### Instructions for the task
All of the data below is to be copied again without changes.

### Point localization data
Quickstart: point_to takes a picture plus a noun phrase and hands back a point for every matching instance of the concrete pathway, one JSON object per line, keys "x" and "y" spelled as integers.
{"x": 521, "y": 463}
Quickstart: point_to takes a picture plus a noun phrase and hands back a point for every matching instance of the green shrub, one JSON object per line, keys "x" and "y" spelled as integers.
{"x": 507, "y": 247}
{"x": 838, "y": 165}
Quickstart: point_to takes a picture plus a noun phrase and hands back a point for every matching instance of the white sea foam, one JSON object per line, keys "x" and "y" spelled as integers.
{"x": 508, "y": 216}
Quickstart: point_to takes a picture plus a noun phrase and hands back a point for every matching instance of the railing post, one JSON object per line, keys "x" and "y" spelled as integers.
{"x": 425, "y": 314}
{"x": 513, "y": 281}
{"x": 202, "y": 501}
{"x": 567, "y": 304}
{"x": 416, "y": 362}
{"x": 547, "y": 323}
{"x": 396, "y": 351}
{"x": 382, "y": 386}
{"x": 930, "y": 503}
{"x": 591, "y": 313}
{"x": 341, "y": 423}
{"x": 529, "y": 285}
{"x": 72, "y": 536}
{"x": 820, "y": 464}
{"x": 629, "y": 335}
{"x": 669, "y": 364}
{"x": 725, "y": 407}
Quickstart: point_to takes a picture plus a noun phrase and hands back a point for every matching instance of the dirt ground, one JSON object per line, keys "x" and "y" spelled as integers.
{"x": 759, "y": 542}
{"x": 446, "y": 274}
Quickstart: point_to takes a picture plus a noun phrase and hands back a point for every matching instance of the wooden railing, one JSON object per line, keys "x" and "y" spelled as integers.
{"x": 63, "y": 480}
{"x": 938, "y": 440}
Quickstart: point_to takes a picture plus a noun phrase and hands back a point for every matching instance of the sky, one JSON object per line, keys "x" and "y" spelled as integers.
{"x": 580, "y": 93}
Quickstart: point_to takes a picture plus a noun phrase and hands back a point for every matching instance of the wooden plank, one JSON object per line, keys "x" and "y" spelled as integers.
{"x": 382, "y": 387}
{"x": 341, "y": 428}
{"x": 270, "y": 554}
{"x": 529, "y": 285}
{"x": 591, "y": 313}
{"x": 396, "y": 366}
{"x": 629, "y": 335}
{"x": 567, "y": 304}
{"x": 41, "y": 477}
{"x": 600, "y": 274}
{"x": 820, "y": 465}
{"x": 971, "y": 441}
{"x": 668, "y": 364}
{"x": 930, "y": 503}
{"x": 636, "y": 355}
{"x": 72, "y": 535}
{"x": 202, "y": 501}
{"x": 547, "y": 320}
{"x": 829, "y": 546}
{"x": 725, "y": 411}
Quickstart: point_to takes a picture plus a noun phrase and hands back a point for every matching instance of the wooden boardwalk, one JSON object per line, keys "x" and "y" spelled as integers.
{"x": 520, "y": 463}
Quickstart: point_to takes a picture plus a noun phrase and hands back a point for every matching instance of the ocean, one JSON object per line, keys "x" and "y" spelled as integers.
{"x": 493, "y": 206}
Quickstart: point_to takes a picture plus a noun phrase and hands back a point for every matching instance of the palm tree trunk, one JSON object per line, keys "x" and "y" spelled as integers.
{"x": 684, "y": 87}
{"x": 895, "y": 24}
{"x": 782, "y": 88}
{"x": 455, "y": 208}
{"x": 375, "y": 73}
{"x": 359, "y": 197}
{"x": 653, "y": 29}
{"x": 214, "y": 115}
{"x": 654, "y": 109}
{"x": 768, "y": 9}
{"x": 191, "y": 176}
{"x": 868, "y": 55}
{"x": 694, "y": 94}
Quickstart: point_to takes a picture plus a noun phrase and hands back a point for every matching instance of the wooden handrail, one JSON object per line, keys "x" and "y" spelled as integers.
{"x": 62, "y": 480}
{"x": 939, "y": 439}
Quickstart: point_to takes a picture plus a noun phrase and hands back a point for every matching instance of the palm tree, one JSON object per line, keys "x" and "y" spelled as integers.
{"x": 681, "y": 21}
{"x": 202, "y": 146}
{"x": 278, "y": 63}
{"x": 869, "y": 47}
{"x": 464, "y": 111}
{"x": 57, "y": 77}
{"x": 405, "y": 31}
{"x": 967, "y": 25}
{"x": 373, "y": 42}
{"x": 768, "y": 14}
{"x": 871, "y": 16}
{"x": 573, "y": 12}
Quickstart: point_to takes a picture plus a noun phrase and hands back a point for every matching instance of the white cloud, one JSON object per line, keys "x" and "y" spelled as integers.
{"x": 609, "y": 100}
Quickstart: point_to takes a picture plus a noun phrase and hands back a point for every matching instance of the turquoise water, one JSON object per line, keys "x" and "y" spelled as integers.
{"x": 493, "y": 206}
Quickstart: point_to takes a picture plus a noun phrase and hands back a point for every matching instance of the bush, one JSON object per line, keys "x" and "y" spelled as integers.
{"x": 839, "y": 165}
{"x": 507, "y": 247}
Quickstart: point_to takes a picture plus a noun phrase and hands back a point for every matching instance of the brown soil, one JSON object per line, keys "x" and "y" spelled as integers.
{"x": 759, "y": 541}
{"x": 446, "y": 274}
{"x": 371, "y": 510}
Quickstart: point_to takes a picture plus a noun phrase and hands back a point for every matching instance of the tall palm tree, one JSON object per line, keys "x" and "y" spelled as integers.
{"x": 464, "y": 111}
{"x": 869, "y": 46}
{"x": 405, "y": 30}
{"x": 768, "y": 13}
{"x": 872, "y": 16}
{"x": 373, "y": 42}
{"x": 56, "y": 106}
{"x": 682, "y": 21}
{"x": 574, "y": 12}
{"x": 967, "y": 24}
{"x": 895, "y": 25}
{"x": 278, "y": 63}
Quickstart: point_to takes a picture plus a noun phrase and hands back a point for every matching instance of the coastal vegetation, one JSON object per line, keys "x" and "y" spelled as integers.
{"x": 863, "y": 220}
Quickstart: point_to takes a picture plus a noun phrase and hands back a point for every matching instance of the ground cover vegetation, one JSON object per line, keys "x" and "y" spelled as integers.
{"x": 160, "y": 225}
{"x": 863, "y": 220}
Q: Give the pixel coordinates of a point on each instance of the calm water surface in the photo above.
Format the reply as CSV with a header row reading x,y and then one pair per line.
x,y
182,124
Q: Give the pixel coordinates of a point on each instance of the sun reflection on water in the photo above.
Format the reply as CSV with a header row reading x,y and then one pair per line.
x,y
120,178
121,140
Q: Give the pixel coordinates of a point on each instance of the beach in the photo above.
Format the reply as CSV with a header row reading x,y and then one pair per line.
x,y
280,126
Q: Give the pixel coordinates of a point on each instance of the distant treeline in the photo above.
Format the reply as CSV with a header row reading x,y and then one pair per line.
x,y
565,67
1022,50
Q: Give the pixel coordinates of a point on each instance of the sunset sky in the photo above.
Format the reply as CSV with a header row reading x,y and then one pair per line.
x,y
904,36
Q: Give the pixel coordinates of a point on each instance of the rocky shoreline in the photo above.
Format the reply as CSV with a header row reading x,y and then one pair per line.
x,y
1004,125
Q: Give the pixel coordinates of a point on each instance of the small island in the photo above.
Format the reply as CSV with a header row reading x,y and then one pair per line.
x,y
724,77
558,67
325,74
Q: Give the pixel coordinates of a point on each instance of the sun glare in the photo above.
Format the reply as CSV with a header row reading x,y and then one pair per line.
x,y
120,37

### Exercise result
Quickstart: point_to takes a picture plus a noun phrase and hands back a point for every matching instance of the concrete pathway, one JSON object per line, keys "x" and "y" spelled as integers.
{"x": 521, "y": 463}
Quickstart: point_to takes a picture plus a noun phrase and hands back a point for every matching instance of the green shrub, one JSON object per line, keys "x" and "y" spelled as integers.
{"x": 507, "y": 247}
{"x": 838, "y": 165}
Quickstart: point_to takes a picture plus a noun phrase and hands back a point for every matching instance of the white sea foam, one JSON object per line, keys "x" and "y" spelled as integers.
{"x": 508, "y": 216}
Quickstart: point_to takes a picture plus a noun phrase and hands back a point for every matching instance of the railing post, one JSON object per line, keys "x" and "y" spelled as integers.
{"x": 425, "y": 314}
{"x": 513, "y": 281}
{"x": 202, "y": 501}
{"x": 567, "y": 304}
{"x": 416, "y": 362}
{"x": 547, "y": 323}
{"x": 396, "y": 351}
{"x": 382, "y": 386}
{"x": 930, "y": 503}
{"x": 591, "y": 313}
{"x": 341, "y": 423}
{"x": 529, "y": 285}
{"x": 72, "y": 536}
{"x": 820, "y": 464}
{"x": 629, "y": 335}
{"x": 669, "y": 364}
{"x": 725, "y": 407}
Quickstart: point_to takes a picture plus a noun phrase and hands back a point for every matching instance of the dirt ground, one JSON object per line, keys "x" and "y" spelled as integers.
{"x": 759, "y": 542}
{"x": 446, "y": 274}
Quickstart: point_to takes a picture plus a noun phrase and hands back a point for every matching instance of the wooden railing, one JSON object per line, keys "x" and "y" spelled as integers.
{"x": 63, "y": 480}
{"x": 938, "y": 440}
Quickstart: point_to takes a picture plus a noun phrase and hands back a point for every matching instance of the sky, one JSON object per line, keys "x" and "y" spelled as integers.
{"x": 580, "y": 93}
Quickstart: point_to takes a picture plus a noun phrase and hands back a point for every matching instance of the wooden plank, one JSON object per line, keys "x" and "y" spelled as integers.
{"x": 382, "y": 387}
{"x": 341, "y": 428}
{"x": 270, "y": 554}
{"x": 529, "y": 285}
{"x": 591, "y": 313}
{"x": 396, "y": 366}
{"x": 629, "y": 335}
{"x": 567, "y": 304}
{"x": 41, "y": 477}
{"x": 600, "y": 274}
{"x": 820, "y": 465}
{"x": 971, "y": 441}
{"x": 668, "y": 364}
{"x": 930, "y": 503}
{"x": 636, "y": 355}
{"x": 72, "y": 535}
{"x": 202, "y": 501}
{"x": 547, "y": 320}
{"x": 829, "y": 546}
{"x": 725, "y": 411}
Quickstart: point_to takes a picture plus a noun phrase and hands back a point for every matching instance of the wooden boardwalk, one JSON object per line, keys "x" and "y" spelled as integers.
{"x": 520, "y": 463}
Quickstart: point_to takes a picture plus a noun phrase and hands back a point for every matching instance of the ocean, one JSON object per line, keys "x" and "y" spelled as integers.
{"x": 493, "y": 206}
Quickstart: point_to takes a picture plus a noun phrase and hands back a point for every matching instance of the palm tree trunk, one JSON object per line, keys "x" and "y" spelled as integers.
{"x": 684, "y": 87}
{"x": 895, "y": 24}
{"x": 782, "y": 88}
{"x": 455, "y": 208}
{"x": 375, "y": 73}
{"x": 359, "y": 197}
{"x": 653, "y": 29}
{"x": 214, "y": 115}
{"x": 654, "y": 109}
{"x": 768, "y": 9}
{"x": 191, "y": 176}
{"x": 868, "y": 55}
{"x": 694, "y": 94}
Quickstart: point_to takes a picture plus a noun phrase and hands back a point for every matching instance of the wooden handrail, one JSON object per line, keys "x" and "y" spelled as integers.
{"x": 62, "y": 480}
{"x": 939, "y": 439}
Quickstart: point_to takes a picture plus a noun phrase and hands back a point for every matching instance of the palm tree, one JSON object per line, keys "x" and "y" spelled as integers.
{"x": 681, "y": 21}
{"x": 202, "y": 146}
{"x": 278, "y": 63}
{"x": 869, "y": 47}
{"x": 464, "y": 111}
{"x": 57, "y": 77}
{"x": 405, "y": 31}
{"x": 967, "y": 25}
{"x": 373, "y": 42}
{"x": 768, "y": 14}
{"x": 871, "y": 16}
{"x": 573, "y": 12}
Quickstart: point_to takes a picture plus a noun phrase and hands back a point for every matching instance of the white cloud, one JSON object per line, keys "x" and "y" spelled as integers.
{"x": 609, "y": 100}
Quickstart: point_to takes a picture plus a noun phrase and hands back a point for every matching instance of the turquoise water, one JSON object per line, keys "x" and "y" spelled as integers.
{"x": 493, "y": 206}
Quickstart: point_to takes a picture plus a noun phrase and hands back a point for every matching instance of the bush, one JSON object per line, keys "x" and "y" spelled as integers.
{"x": 839, "y": 165}
{"x": 507, "y": 247}
Quickstart: point_to takes a picture plus a noun phrase and hands back a point for every matching instance of the brown soil, one JSON object per line, keys "x" and "y" spelled as integers.
{"x": 759, "y": 541}
{"x": 446, "y": 274}
{"x": 371, "y": 510}
Quickstart: point_to takes a picture plus a noun phrase and hands back a point for every matching instance of the tall palm tree, one JSON object per line, keys "x" and "y" spelled as integers.
{"x": 464, "y": 111}
{"x": 869, "y": 46}
{"x": 405, "y": 30}
{"x": 768, "y": 13}
{"x": 872, "y": 16}
{"x": 373, "y": 42}
{"x": 56, "y": 106}
{"x": 682, "y": 21}
{"x": 574, "y": 12}
{"x": 967, "y": 24}
{"x": 895, "y": 25}
{"x": 278, "y": 63}
Quickstart: point_to takes a picture plus a noun phrase and hands back a point for every matching instance of the coastal vegetation, one JSON object per line, keys "x" and "y" spelled as integers.
{"x": 863, "y": 220}
Quickstart: point_to takes a picture plus a noun phrase and hands back a point for every matching instance of the ground cover vegetation, one JSON object per line, keys "x" and "y" spelled as integers.
{"x": 160, "y": 225}
{"x": 863, "y": 220}
Q: Give the pixel coordinates of a point on each instance of the calm water surface in the photo above.
Format the reply as CSV with a header row reading x,y and then one pair per line.
x,y
182,124
Q: Give the pixel coordinates of a point on each instance of the sun reflection on water in the photo above.
Format the reply as CSV with a header row reading x,y and then one pair per line.
x,y
120,178
121,140
Q: Give the pixel coordinates of a point on each instance of the beach in the photo above.
Format the reply as CSV with a header row reading x,y and then one pair per line.
x,y
280,126
Q: Give the pixel coordinates of a point on each instance of the distant treeline in the photo above.
Format the reply as CSV with a header row reading x,y and then one pair per line.
x,y
565,67
1022,50
Q: Give the pixel coordinates of a point on each instance of the sunset sky in the photo above.
Format the reply as CSV with a header row reading x,y and then one pair per line.
x,y
904,36
Q: Give the pixel coordinates of a point on each instance of the rocky shoreline in the photo above.
Format the reply as CSV with a header row reading x,y and then one pair per line.
x,y
1004,125
Q: Give the pixel coordinates of a point on each instance of the small island in the photo above.
Format the reply as CSV with a header row reading x,y and then one pair per line.
x,y
724,77
558,67
325,74
Q: Give the pixel coordinates of a point on each instance of the sun glare in the photo above.
Format the reply as CSV with a header row reading x,y and then one pair per line.
x,y
120,37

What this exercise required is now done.